GATE.ac.uk - releases/gate-8.0-build4825-ALL/plugins/Parser

/*
 *  Minipar.java
 *
 *  Copyright (c) 1995-2012, The University of Sheffield. See the file
 *  COPYRIGHT.txt in the software or at http://gate.ac.uk/gate/COPYRIGHT.txt
 *
 *  This file is part of GATE (see http://gate.ac.uk/), and is free
 *  software, licenced under the GNU Library General Public License,
 *  Version 2, June 1991 (in the distribution as file licence.html,
 *  and also available at http://gate.ac.uk/gate/licence.html).
 *
 *  Niraj Aswani
 *
 *  $Id: Minipar.java 16615 2013-03-22 19:02:14Z ian_roberts $
 */

package minipar;

import java.io.*;
import java.util.*;
import java.net.*;

import org.apache.log4j.Logger;

import gate.*;
import gate.creole.*;
import gate.util.*;
import gate.event.*;
import gate.gui.MainFrame;

/**
 * This class is the implementation of the resource Minipar
 */
public class Minipar extends AbstractLanguageAnalyser implements
    ProcessingResource {

  /**
   * Shared Log4J logger.
   */
  private static final Logger log = Logger.getLogger(Minipar.class);
  
  /**
   * Name of the temporary file, which is populated with the text of GATE
   * document in order to process it with Minipar
   */
  public static final String GATETEXTFILE = "GATESentences";

  /**
   * The Minipar executable limits the length of a sentence to 1024 characters.
   * If a sentence is longer than the maximal length it is not sent to MINIPAR7
   */
  public static final long maxSentenceLength = 1024;

  /**
   * URL of the minipar Data Directory that contains lexicons etc.
   */
  private URL miniparDataDir;

  /**
   * URL of the minipar Binary file, it can be either exe or linux,
   * distributed along with Minipar in GATE.
   */
  private URL miniparBinary;
  
  /**
   * Minipar creates tokens. This variable provides the type name for it.
   */
  private String annotationTypeName;

  /**
   * Name of the inputAnnotationSet
   */
  private String annotationInputSetName;

  /**
   * Name of the outputAnnotationSet
   */
  private String annotationOutputSetName;

  /**
   * Get the MiniparDataDir value.

**Information shown:**

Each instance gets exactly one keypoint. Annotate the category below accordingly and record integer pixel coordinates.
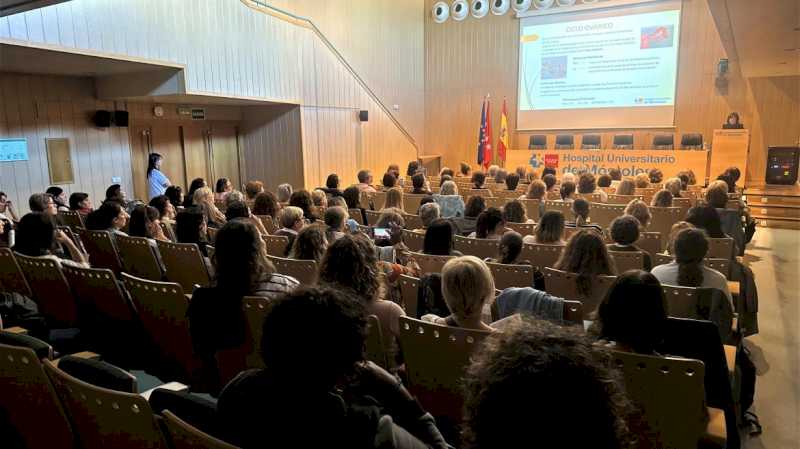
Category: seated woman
(633, 315)
(351, 265)
(451, 205)
(567, 190)
(241, 266)
(688, 268)
(662, 198)
(586, 256)
(561, 369)
(307, 372)
(166, 211)
(439, 239)
(509, 249)
(266, 204)
(639, 209)
(549, 230)
(490, 225)
(310, 244)
(222, 189)
(204, 199)
(514, 212)
(38, 236)
(580, 207)
(394, 199)
(468, 289)
(80, 203)
(625, 233)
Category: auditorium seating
(590, 142)
(565, 142)
(537, 142)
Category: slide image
(554, 67)
(656, 37)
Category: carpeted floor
(774, 256)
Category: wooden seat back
(480, 248)
(436, 357)
(184, 264)
(11, 277)
(101, 249)
(50, 290)
(506, 276)
(564, 285)
(305, 271)
(105, 418)
(31, 404)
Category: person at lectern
(732, 122)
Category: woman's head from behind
(550, 228)
(554, 367)
(467, 284)
(490, 223)
(438, 238)
(35, 234)
(634, 312)
(352, 262)
(240, 258)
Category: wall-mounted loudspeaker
(500, 7)
(121, 118)
(102, 119)
(440, 12)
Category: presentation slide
(612, 68)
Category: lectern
(729, 148)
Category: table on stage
(598, 162)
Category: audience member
(633, 315)
(59, 197)
(625, 233)
(310, 244)
(204, 199)
(305, 373)
(266, 204)
(38, 236)
(662, 198)
(554, 367)
(586, 256)
(222, 189)
(79, 202)
(549, 230)
(490, 225)
(451, 204)
(283, 193)
(639, 209)
(688, 268)
(291, 220)
(439, 239)
(468, 288)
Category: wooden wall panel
(39, 107)
(466, 60)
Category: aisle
(774, 256)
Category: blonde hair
(674, 186)
(642, 181)
(290, 215)
(467, 284)
(448, 188)
(394, 198)
(639, 209)
(205, 197)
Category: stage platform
(774, 206)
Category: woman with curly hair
(586, 256)
(351, 264)
(561, 368)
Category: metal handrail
(306, 22)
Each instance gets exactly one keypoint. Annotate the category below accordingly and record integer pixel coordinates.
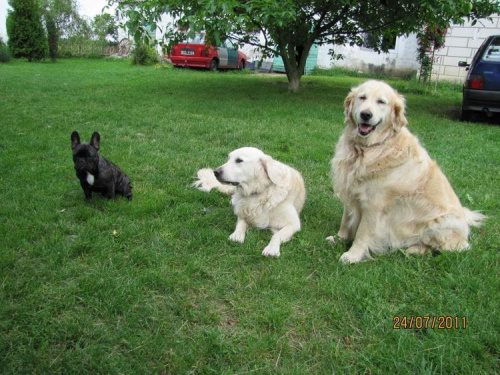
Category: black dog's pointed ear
(75, 139)
(95, 141)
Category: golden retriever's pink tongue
(365, 128)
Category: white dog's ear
(398, 111)
(348, 103)
(277, 172)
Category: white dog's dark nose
(366, 115)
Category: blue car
(481, 92)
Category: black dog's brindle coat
(96, 174)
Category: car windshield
(492, 52)
(199, 38)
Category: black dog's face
(85, 156)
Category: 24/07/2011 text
(427, 321)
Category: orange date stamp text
(428, 321)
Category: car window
(492, 52)
(199, 38)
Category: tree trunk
(294, 60)
(293, 82)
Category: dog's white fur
(394, 194)
(266, 194)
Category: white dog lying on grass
(265, 193)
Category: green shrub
(143, 54)
(26, 34)
(4, 52)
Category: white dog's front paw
(237, 237)
(271, 251)
(350, 257)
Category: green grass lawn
(155, 286)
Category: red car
(195, 53)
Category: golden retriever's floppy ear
(398, 111)
(277, 172)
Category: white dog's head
(252, 170)
(374, 111)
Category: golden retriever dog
(265, 193)
(394, 195)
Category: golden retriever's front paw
(237, 237)
(271, 251)
(350, 257)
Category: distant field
(154, 286)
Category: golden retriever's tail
(474, 218)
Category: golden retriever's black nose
(366, 115)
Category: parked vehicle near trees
(195, 52)
(481, 91)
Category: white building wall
(461, 44)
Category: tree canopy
(289, 28)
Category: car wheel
(214, 65)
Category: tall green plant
(61, 20)
(26, 34)
(144, 55)
(4, 52)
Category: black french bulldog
(95, 172)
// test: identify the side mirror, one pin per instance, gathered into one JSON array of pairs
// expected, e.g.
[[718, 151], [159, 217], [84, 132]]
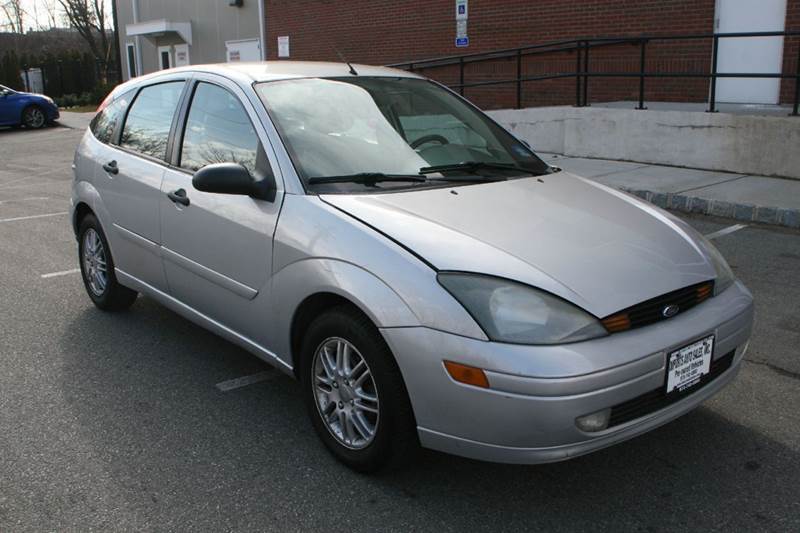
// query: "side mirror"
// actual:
[[233, 178]]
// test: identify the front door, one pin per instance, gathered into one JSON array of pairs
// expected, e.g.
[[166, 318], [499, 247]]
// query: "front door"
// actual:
[[750, 54], [129, 176], [217, 249], [164, 57]]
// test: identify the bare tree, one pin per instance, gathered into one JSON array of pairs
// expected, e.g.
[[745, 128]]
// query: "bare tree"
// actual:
[[15, 15], [88, 17], [51, 12]]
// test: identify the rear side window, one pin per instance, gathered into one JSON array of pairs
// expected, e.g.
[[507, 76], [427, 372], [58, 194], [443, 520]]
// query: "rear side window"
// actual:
[[105, 122], [218, 131], [147, 126]]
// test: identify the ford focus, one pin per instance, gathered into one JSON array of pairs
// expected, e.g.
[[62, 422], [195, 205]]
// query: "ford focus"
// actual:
[[423, 274]]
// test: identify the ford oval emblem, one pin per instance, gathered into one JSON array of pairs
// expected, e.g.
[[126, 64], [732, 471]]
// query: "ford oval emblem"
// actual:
[[670, 311]]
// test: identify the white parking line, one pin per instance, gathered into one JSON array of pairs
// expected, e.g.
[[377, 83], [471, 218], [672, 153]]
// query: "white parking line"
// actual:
[[34, 216], [244, 381], [725, 231], [31, 199], [61, 273]]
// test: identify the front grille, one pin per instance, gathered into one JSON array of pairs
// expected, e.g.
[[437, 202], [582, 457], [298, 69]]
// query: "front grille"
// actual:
[[652, 310], [656, 399]]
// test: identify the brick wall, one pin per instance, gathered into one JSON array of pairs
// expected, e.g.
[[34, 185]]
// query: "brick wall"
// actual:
[[790, 49], [366, 31]]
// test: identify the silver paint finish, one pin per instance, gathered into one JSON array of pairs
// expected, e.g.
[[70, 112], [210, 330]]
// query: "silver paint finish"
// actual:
[[241, 268], [559, 233]]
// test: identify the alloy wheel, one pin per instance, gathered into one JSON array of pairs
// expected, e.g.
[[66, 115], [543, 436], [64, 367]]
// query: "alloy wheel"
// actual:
[[34, 118], [345, 393], [94, 262]]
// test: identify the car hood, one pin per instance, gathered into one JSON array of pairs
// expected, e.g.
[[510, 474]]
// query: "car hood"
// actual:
[[599, 248]]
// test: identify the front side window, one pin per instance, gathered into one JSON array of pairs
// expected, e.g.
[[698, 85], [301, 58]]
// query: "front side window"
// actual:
[[147, 126], [218, 130], [105, 122], [335, 127]]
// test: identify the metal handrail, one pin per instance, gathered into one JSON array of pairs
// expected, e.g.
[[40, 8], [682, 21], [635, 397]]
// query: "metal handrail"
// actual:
[[582, 73]]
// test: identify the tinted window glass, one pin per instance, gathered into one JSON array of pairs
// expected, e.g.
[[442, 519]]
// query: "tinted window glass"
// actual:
[[218, 131], [147, 126], [105, 122]]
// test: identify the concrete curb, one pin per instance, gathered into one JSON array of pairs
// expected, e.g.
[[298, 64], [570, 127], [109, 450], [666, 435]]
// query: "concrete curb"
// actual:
[[775, 216]]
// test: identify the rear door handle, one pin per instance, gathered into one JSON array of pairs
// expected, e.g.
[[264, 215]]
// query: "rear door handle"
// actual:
[[179, 197], [111, 167]]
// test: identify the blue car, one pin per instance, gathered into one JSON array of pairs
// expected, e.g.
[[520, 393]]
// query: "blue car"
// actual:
[[26, 109]]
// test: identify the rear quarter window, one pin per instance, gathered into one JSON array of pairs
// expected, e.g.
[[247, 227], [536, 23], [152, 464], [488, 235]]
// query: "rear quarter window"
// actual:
[[105, 122], [150, 117]]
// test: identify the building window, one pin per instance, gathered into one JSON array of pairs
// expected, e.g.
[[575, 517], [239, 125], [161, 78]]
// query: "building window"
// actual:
[[132, 70]]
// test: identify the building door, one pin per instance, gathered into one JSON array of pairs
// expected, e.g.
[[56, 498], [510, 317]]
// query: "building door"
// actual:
[[164, 57], [750, 54]]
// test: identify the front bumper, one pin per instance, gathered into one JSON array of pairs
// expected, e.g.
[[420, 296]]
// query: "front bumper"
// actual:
[[536, 392]]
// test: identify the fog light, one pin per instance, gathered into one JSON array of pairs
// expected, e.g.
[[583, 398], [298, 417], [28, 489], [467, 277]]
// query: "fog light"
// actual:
[[594, 422], [745, 346]]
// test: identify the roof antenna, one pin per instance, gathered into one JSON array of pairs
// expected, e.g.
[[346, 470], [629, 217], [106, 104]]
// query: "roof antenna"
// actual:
[[341, 56]]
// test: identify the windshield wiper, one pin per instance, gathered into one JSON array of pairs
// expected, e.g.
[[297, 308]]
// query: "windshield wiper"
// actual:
[[472, 166], [367, 178]]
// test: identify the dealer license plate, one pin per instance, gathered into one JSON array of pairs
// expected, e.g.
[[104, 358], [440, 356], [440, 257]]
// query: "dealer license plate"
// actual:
[[686, 366]]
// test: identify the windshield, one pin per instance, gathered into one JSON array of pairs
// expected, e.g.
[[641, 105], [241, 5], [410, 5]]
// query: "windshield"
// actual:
[[389, 127]]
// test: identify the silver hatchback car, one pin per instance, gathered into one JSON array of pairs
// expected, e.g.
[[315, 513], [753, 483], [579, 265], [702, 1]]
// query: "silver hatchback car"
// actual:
[[422, 273]]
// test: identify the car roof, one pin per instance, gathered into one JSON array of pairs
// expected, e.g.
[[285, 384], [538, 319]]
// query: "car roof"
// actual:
[[257, 71]]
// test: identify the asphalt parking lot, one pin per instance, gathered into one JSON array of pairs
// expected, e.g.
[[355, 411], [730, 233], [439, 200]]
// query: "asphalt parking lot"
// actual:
[[115, 422]]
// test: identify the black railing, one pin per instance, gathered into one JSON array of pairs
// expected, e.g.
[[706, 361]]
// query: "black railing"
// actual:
[[582, 73]]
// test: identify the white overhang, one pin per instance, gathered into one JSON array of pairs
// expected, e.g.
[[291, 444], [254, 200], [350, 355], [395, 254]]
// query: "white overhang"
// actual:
[[156, 28]]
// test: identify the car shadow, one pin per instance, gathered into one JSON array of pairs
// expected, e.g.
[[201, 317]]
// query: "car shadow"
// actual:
[[141, 387]]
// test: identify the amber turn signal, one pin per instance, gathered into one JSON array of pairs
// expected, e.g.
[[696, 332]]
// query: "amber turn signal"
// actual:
[[467, 374], [618, 322], [704, 291]]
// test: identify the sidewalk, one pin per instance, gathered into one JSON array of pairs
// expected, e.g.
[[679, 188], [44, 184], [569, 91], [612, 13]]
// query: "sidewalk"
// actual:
[[744, 197]]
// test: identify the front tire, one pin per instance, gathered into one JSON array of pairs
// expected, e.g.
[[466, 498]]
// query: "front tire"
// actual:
[[33, 117], [97, 269], [354, 392]]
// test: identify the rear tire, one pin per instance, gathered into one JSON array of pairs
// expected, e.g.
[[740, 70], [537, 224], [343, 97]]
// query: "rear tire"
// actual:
[[97, 268], [393, 439], [33, 117]]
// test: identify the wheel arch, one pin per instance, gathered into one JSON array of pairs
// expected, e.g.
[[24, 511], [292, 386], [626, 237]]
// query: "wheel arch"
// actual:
[[310, 287], [81, 210]]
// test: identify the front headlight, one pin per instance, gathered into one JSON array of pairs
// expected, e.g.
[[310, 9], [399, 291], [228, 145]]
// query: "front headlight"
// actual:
[[516, 313], [725, 275]]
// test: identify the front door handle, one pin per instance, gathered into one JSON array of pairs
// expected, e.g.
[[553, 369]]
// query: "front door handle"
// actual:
[[111, 167], [179, 197]]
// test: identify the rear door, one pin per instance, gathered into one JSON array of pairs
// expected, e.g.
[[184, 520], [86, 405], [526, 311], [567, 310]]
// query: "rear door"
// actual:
[[217, 250], [128, 176]]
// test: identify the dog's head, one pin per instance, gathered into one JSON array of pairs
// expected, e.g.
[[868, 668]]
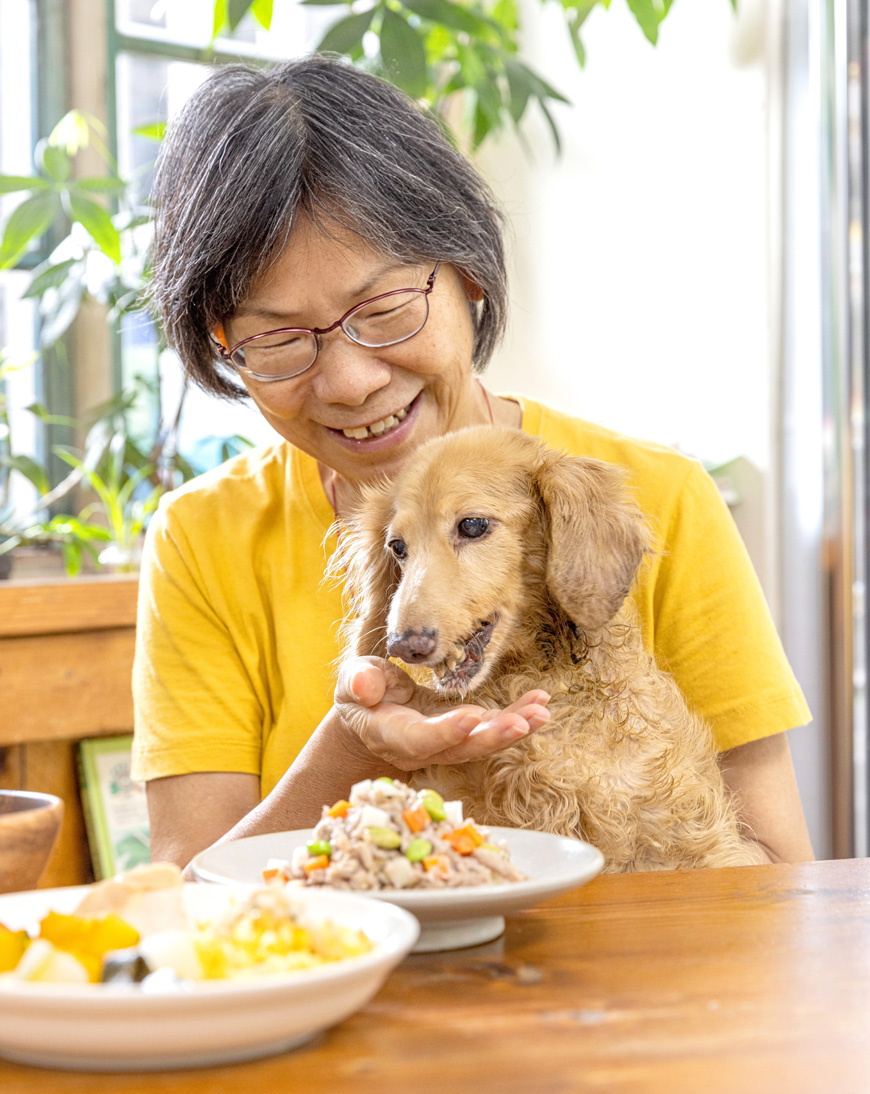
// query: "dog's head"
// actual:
[[445, 562]]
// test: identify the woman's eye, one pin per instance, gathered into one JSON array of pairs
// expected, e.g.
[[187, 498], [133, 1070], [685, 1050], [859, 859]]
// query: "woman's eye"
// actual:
[[473, 527]]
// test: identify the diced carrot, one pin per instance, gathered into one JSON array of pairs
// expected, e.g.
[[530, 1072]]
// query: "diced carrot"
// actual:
[[464, 840], [436, 862], [416, 819]]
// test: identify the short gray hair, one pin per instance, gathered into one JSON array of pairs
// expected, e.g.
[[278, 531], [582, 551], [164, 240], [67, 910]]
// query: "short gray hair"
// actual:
[[254, 148]]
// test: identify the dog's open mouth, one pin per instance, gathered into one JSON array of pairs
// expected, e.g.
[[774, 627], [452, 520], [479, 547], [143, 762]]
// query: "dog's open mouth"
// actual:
[[463, 662]]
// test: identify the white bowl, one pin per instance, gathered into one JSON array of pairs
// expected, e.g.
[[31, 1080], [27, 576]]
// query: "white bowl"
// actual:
[[112, 1027], [450, 918]]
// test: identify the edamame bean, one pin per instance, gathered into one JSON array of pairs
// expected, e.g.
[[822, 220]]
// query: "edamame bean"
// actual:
[[385, 838], [433, 804], [418, 849]]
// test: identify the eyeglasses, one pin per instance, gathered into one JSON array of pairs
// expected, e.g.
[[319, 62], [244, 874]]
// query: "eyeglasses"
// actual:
[[386, 319]]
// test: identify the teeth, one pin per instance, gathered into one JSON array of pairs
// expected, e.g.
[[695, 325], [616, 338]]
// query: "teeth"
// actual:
[[377, 428]]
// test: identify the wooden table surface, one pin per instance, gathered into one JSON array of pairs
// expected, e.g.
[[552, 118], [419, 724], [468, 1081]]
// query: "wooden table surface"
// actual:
[[752, 979]]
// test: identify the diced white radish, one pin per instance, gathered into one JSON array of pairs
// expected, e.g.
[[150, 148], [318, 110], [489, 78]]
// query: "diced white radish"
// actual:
[[372, 817], [172, 950], [401, 872]]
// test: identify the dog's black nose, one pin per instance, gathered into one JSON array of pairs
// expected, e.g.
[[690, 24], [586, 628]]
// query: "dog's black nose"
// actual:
[[414, 646]]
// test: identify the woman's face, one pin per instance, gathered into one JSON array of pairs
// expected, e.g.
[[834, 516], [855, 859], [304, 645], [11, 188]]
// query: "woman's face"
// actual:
[[316, 279]]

**Job 1:** Reproduce the portion of the Minipar.java listing starting with "GATE.ac.uk - releases/gate-8.0-build4825-ALL/plugins/Parser" and going on through "available at http://gate.ac.uk/gate/licence.html).".
**Job 2:** In the Minipar.java listing, what is the longest sentence the Minipar executable allows?

**Task solution 1:**
GATE.ac.uk - releases/gate-8.0-build4825-ALL/plugins/Parser

/*
 *  Minipar.java
 *
 *  Copyright (c) 1995-2012, The University of Sheffield. See the file
 *  COPYRIGHT.txt in the software or at http://gate.ac.uk/gate/COPYRIGHT.txt
 *
 *  This file is part of GATE (see http://gate.ac.uk/), and is free
 *  software, licenced under the GNU Library General Public License,
 *  Version 2, June 1991 (in the distribution as file licence.html,
 *  and also available at http://gate.ac.uk/gate/licence.html).

**Task solution 2:** 1024 characters.